GIVEN INFORMATION -
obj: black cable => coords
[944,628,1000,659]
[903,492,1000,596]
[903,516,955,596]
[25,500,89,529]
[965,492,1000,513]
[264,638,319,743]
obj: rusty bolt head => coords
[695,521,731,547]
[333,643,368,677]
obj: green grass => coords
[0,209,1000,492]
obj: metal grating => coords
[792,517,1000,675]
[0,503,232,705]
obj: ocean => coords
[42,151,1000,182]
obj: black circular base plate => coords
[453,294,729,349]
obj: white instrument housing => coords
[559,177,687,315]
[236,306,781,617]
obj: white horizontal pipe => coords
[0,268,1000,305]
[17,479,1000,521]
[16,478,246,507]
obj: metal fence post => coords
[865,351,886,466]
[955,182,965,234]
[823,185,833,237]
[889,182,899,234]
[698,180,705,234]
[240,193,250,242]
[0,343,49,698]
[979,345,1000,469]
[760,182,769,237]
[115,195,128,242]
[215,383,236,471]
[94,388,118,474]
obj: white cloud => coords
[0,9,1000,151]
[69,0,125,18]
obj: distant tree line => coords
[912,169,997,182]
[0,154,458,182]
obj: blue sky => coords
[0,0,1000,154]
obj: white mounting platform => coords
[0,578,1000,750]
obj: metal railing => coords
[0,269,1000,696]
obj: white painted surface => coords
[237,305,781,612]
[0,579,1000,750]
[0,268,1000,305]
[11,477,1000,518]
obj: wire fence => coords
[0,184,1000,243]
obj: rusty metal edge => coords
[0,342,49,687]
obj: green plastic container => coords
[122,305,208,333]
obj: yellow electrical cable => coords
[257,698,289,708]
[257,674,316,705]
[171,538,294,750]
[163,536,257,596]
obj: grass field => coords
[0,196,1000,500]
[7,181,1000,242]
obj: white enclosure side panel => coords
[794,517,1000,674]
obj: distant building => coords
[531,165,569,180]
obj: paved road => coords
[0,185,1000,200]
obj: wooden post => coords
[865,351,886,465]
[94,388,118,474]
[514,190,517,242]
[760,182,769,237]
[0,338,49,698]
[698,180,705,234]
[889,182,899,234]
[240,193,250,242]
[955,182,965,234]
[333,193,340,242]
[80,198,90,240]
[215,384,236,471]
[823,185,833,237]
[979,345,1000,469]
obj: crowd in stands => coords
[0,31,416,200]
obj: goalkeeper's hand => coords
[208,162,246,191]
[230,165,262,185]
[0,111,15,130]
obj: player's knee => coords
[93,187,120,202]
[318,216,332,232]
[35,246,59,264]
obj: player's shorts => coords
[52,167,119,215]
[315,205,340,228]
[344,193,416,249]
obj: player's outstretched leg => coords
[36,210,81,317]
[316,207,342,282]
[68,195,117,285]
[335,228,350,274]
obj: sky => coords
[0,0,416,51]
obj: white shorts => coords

DO THIS -
Pull out every line of the records that contains the word "white", treating uppercase and lowercase letters as distinct.

SOLVED EXERCISE -
obj: white instrument housing => coords
obj: white horizontal pipe => coords
obj: white cloud => coords
obj: white mounting platform => coords
obj: white painted surface => coords
obj: white enclosure side panel => coords
obj: white shorts => coords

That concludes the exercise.